=== What the task asks ===
The entire listing is to be repeated verbatim.

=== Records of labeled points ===
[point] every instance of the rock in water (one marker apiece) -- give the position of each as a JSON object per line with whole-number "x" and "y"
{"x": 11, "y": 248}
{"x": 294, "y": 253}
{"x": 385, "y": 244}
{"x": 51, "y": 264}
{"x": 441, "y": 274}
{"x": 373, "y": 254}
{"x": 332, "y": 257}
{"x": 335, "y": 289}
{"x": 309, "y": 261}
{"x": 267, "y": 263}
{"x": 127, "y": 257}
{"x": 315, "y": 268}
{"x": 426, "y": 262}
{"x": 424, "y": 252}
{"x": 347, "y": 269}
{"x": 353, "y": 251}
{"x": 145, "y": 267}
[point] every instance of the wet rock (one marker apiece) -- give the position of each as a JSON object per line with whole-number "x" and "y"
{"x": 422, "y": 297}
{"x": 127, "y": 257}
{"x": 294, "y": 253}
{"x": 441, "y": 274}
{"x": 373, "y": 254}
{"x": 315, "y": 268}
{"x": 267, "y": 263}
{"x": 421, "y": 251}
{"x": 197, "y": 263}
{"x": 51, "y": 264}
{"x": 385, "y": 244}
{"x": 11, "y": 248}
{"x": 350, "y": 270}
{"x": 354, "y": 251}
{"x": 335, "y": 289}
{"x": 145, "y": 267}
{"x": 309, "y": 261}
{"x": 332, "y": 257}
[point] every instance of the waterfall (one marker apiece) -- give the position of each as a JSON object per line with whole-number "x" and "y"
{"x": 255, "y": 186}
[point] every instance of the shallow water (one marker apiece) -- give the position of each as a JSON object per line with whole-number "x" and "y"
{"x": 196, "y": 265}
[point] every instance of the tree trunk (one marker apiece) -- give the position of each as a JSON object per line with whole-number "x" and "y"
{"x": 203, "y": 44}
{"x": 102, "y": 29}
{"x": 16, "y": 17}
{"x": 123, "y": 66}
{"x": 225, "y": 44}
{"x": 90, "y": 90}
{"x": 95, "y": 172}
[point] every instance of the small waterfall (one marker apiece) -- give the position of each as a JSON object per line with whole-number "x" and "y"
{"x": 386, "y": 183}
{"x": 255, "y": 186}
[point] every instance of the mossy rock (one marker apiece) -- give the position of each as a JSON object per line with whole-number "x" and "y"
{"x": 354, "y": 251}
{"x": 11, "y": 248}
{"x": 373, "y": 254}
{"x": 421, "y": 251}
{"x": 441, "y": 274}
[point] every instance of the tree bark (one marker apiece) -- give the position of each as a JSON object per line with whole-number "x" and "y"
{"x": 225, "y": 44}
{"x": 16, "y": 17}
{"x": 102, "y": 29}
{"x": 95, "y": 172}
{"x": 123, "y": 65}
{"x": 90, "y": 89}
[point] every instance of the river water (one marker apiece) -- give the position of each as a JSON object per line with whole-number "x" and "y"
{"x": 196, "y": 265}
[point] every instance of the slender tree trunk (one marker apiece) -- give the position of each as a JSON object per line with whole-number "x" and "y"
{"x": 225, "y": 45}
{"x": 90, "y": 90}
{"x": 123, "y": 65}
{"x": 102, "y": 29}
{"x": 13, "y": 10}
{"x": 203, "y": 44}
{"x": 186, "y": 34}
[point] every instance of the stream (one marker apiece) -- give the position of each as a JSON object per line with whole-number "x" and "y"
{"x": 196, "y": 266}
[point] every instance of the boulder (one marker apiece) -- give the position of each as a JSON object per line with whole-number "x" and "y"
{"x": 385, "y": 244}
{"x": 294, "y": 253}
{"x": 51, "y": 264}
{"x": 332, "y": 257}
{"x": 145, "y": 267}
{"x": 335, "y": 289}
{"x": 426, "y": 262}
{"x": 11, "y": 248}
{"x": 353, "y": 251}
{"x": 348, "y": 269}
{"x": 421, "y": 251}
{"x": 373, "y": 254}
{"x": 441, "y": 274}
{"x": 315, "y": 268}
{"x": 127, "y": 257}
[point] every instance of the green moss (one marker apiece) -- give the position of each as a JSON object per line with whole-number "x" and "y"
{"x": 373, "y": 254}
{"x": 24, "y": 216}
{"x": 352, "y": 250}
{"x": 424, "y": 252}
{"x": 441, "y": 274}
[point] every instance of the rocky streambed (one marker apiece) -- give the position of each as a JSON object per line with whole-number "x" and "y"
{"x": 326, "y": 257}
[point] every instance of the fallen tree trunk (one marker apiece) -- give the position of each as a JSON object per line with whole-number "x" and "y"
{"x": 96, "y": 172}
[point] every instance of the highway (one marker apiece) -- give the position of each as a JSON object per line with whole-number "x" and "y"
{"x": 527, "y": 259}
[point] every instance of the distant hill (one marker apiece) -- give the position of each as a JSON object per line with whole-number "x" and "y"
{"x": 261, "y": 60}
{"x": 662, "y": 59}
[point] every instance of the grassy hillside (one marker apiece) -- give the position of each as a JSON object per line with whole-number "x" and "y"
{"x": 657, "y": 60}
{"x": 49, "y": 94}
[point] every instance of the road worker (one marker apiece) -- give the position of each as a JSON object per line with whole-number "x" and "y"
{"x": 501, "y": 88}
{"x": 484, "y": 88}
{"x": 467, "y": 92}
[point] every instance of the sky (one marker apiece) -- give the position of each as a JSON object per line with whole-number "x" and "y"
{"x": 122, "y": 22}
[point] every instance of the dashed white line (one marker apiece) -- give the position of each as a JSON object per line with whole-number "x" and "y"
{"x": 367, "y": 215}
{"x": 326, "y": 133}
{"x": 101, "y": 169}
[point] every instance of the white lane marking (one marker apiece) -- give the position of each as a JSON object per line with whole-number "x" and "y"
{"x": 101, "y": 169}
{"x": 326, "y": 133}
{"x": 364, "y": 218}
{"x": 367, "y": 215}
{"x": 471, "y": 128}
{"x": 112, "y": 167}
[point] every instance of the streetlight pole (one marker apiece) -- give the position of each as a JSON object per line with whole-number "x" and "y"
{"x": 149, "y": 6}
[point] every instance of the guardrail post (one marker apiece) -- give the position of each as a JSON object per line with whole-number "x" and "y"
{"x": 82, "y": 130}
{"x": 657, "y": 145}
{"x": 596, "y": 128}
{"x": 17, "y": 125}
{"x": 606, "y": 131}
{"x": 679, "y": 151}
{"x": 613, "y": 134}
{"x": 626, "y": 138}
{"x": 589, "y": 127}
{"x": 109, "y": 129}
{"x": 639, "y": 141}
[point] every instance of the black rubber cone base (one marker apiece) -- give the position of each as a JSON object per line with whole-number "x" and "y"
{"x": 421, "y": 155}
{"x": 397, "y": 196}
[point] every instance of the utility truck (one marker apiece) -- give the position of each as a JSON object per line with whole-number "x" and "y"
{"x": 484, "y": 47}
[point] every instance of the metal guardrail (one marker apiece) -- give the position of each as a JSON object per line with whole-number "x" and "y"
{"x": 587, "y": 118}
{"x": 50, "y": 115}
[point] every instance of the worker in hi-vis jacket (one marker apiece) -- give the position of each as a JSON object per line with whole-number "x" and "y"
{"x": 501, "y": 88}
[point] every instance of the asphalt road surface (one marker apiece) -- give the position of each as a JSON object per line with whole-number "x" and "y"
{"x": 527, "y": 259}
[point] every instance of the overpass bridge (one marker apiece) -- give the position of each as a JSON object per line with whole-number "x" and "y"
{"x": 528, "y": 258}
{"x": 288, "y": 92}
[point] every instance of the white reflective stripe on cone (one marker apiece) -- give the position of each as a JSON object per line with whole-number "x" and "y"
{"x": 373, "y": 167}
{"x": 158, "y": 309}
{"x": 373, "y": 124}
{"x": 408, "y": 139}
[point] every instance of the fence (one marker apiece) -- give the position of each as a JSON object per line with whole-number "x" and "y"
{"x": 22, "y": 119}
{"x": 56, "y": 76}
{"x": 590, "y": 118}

=== Task response ===
[point] every instance of the rock in water (one marker apiece) -- give the position of each as a JSON object per line with whole-number "x" and "y"
{"x": 11, "y": 248}
{"x": 294, "y": 253}
{"x": 385, "y": 244}
{"x": 51, "y": 264}
{"x": 441, "y": 274}
{"x": 373, "y": 254}
{"x": 332, "y": 257}
{"x": 335, "y": 289}
{"x": 309, "y": 261}
{"x": 267, "y": 263}
{"x": 127, "y": 257}
{"x": 315, "y": 268}
{"x": 426, "y": 262}
{"x": 424, "y": 252}
{"x": 347, "y": 269}
{"x": 353, "y": 251}
{"x": 145, "y": 267}
[point] every instance of the wet rock (one marker apiece) -- give the position of each as a JSON object per line with whole-number "x" and "y"
{"x": 422, "y": 297}
{"x": 127, "y": 257}
{"x": 294, "y": 253}
{"x": 441, "y": 274}
{"x": 373, "y": 254}
{"x": 315, "y": 268}
{"x": 267, "y": 263}
{"x": 421, "y": 251}
{"x": 197, "y": 263}
{"x": 51, "y": 264}
{"x": 385, "y": 244}
{"x": 11, "y": 248}
{"x": 350, "y": 270}
{"x": 354, "y": 251}
{"x": 335, "y": 289}
{"x": 145, "y": 267}
{"x": 309, "y": 261}
{"x": 332, "y": 257}
[point] every instance of the waterfall (one marker apiece) -- give the position of each as a JSON object per line with whole-number "x" and "y"
{"x": 255, "y": 186}
[point] every instance of the shallow water (one marker apiece) -- give the position of each as a JSON object per line with whole-number "x" and "y"
{"x": 196, "y": 265}
[point] every instance of the tree trunk (one marker apiece) -- give the position of each as a JSON object per line with whole-number "x" and "y"
{"x": 203, "y": 44}
{"x": 102, "y": 29}
{"x": 16, "y": 17}
{"x": 123, "y": 66}
{"x": 225, "y": 44}
{"x": 90, "y": 90}
{"x": 95, "y": 172}
[point] every instance of the small waterfall (one marker apiece) -- give the position of each as a JSON object per line with whole-number "x" and "y"
{"x": 386, "y": 183}
{"x": 255, "y": 186}
[point] every instance of the mossy rock (one marker apiece) -- give the position of each as a JSON object per line with whole-number "x" and "y"
{"x": 354, "y": 251}
{"x": 11, "y": 248}
{"x": 373, "y": 254}
{"x": 421, "y": 251}
{"x": 441, "y": 274}
[point] every instance of the tree bark (one marker apiece) -- give the position of each as a JSON object per line with whole-number "x" and "y"
{"x": 225, "y": 44}
{"x": 16, "y": 17}
{"x": 102, "y": 29}
{"x": 95, "y": 172}
{"x": 123, "y": 65}
{"x": 90, "y": 89}
[point] every instance of the river water (one marker apiece) -- give the position of each as a JSON object per line with whole-number "x" and "y"
{"x": 196, "y": 265}
[point] every instance of the slender tree trunk (one marker apiece) -- give the position of each as a JSON object per line with whole-number "x" and "y"
{"x": 225, "y": 45}
{"x": 90, "y": 90}
{"x": 123, "y": 65}
{"x": 102, "y": 29}
{"x": 13, "y": 10}
{"x": 203, "y": 44}
{"x": 186, "y": 34}
[point] every instance of the stream (one marker apiece) -- give the position of each as a JSON object per line with whole-number "x" and "y"
{"x": 196, "y": 266}
[point] every instance of the boulder (one marker apiece) -- give the position of each as a JSON object per line with whole-number "x" and "y"
{"x": 385, "y": 244}
{"x": 294, "y": 253}
{"x": 51, "y": 264}
{"x": 332, "y": 257}
{"x": 145, "y": 267}
{"x": 335, "y": 289}
{"x": 426, "y": 262}
{"x": 11, "y": 248}
{"x": 353, "y": 251}
{"x": 348, "y": 269}
{"x": 421, "y": 251}
{"x": 373, "y": 254}
{"x": 441, "y": 274}
{"x": 315, "y": 268}
{"x": 127, "y": 257}
[point] every instance of the green moss (one marker apiece) -- give the position of each as a JSON object per line with whole-number "x" and "y"
{"x": 373, "y": 254}
{"x": 24, "y": 216}
{"x": 352, "y": 250}
{"x": 424, "y": 252}
{"x": 441, "y": 274}
[point] every instance of the rocky streambed (one marker apiece) -- give the position of each as a JSON object per line with whole-number "x" and "y"
{"x": 326, "y": 257}
[point] every instance of the fallen tree trunk (one marker apiece) -- give the position of each as a JSON object per line with whole-number "x" and "y"
{"x": 96, "y": 172}
[point] every instance of the highway (one marker apiece) -- give the position of each as a JSON object per line with whole-number "x" and "y"
{"x": 527, "y": 259}
[point] every instance of the distant hill (one marker apiece) -- give the position of each as a JSON object per line with whole-number "x" and "y"
{"x": 261, "y": 60}
{"x": 662, "y": 59}
[point] every instance of the grassy hillside (one marker apiece) -- give the position of each as a JSON object per line with whole-number "x" and "y"
{"x": 657, "y": 60}
{"x": 49, "y": 94}
[point] every instance of the road worker (one marker apiece) -- give the position of each as a JSON object per line with whole-number "x" and "y"
{"x": 501, "y": 88}
{"x": 484, "y": 88}
{"x": 467, "y": 92}
[point] every instance of the sky (one marker apiece) -- give the position of each as a JSON object per line with whole-number "x" and "y"
{"x": 122, "y": 22}
[point] every instance of the dashed white line (one marker apiece) -- give the position of each as a JSON object per line with whole-number "x" and "y"
{"x": 367, "y": 215}
{"x": 326, "y": 133}
{"x": 101, "y": 169}
[point] every instance of the white lane marking (one marker apiece) -- give the position of each as a JSON object per line with whole-number "x" and "y"
{"x": 101, "y": 169}
{"x": 326, "y": 133}
{"x": 364, "y": 218}
{"x": 367, "y": 215}
{"x": 471, "y": 128}
{"x": 112, "y": 167}
[point] every instance of the streetlight pole (one marker apiece) -- give the position of each as a JSON object per line with whole-number "x" and "y"
{"x": 149, "y": 6}
[point] every instance of the guardrail post (one marker apiece) -- give the position of each as a JSON object per line with whole-number "x" and "y"
{"x": 82, "y": 130}
{"x": 657, "y": 145}
{"x": 596, "y": 128}
{"x": 17, "y": 125}
{"x": 606, "y": 131}
{"x": 679, "y": 151}
{"x": 613, "y": 134}
{"x": 626, "y": 138}
{"x": 589, "y": 127}
{"x": 109, "y": 129}
{"x": 639, "y": 141}
[point] every instance of the black rubber cone base (one marker apiece) -- give the position of each as a JSON object per line with whole-number "x" and "y"
{"x": 421, "y": 155}
{"x": 397, "y": 196}
[point] every instance of the utility truck (one marker apiece) -- give the position of each as a JSON object per line with whole-number "x" and "y"
{"x": 484, "y": 47}
[point] every instance of the metal guardrail (one marker apiece) -- give the position of each as a JSON object per line with whole-number "x" and "y"
{"x": 587, "y": 118}
{"x": 50, "y": 115}
[point] every instance of the worker in hi-vis jacket (one marker apiece) -- give the position of each as a JSON object per line with whole-number "x" and "y"
{"x": 501, "y": 88}
[point] every instance of the asphalt road surface (one marker apiece) -- give the position of each as a JSON object per line with whole-number "x" and "y"
{"x": 527, "y": 259}
[point] every instance of the overpass bridge (one marker apiece) -- give the position of each as a JSON object per line with whole-number "x" and "y"
{"x": 528, "y": 258}
{"x": 288, "y": 92}
[point] every instance of the white reflective stripe on cone (one marker apiece) -- give the position of each as a JSON object per line with whole-number "x" and "y"
{"x": 373, "y": 167}
{"x": 158, "y": 309}
{"x": 373, "y": 124}
{"x": 408, "y": 139}
[point] every instance of the fence (one marker apiece) -- give the position of each as a JSON object per line with whole-number "x" and "y"
{"x": 22, "y": 119}
{"x": 56, "y": 76}
{"x": 590, "y": 118}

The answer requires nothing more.